#### RECORDS PROVIDED

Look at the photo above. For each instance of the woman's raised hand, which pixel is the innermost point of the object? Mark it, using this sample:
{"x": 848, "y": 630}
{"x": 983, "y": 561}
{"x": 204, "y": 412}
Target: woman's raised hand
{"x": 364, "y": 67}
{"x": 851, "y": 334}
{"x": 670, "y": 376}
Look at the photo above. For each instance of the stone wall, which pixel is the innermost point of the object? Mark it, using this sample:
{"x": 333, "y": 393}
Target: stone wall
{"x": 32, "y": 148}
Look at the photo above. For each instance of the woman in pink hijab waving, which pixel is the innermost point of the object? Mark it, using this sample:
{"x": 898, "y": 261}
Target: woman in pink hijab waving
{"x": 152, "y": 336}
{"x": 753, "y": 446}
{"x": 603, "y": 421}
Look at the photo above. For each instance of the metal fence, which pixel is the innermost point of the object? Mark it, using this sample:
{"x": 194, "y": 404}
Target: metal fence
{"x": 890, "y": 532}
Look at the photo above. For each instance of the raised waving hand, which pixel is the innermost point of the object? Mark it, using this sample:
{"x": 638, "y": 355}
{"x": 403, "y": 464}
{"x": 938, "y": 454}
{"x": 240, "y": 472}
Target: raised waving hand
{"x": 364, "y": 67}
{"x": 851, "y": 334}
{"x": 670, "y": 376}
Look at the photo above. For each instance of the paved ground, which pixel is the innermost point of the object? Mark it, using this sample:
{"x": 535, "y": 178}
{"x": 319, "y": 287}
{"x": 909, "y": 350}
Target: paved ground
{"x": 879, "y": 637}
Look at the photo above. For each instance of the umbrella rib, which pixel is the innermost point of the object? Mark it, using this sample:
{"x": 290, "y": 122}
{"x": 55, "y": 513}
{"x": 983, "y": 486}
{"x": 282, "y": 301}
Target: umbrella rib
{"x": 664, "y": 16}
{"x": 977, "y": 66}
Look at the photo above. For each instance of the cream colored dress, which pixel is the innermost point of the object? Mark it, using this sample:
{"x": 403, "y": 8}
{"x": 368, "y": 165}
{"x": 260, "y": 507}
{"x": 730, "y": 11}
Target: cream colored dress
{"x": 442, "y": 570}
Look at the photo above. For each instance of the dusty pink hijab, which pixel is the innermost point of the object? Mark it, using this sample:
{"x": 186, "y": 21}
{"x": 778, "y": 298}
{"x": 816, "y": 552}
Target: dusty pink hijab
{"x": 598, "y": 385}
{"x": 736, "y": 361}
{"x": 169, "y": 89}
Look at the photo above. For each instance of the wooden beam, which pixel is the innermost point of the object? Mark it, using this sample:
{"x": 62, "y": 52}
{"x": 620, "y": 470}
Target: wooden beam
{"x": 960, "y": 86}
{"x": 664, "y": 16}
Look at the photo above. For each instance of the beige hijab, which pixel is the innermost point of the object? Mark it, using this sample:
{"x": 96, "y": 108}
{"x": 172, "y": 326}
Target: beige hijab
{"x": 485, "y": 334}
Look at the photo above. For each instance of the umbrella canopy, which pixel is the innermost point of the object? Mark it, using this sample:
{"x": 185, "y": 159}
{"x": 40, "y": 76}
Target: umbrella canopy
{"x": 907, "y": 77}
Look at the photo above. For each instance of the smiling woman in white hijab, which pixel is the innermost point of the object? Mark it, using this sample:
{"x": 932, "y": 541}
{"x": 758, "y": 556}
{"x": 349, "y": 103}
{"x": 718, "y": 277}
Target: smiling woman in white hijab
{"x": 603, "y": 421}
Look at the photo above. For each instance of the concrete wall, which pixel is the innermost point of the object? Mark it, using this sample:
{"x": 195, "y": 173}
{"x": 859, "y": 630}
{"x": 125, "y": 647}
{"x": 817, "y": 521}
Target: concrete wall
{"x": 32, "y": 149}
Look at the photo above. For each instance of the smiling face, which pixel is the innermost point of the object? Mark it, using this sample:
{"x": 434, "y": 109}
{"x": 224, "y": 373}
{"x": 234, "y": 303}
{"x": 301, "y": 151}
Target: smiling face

########

## [WORK TO COMPLETE]
Among the lines above, find those with the string "face" and copy them.

## [RESULT OF THIS TASK]
Look at the photo above. For each instance of the smiling face, which pixel is the innermost point of the object? Mark it, using this sample:
Target: smiling face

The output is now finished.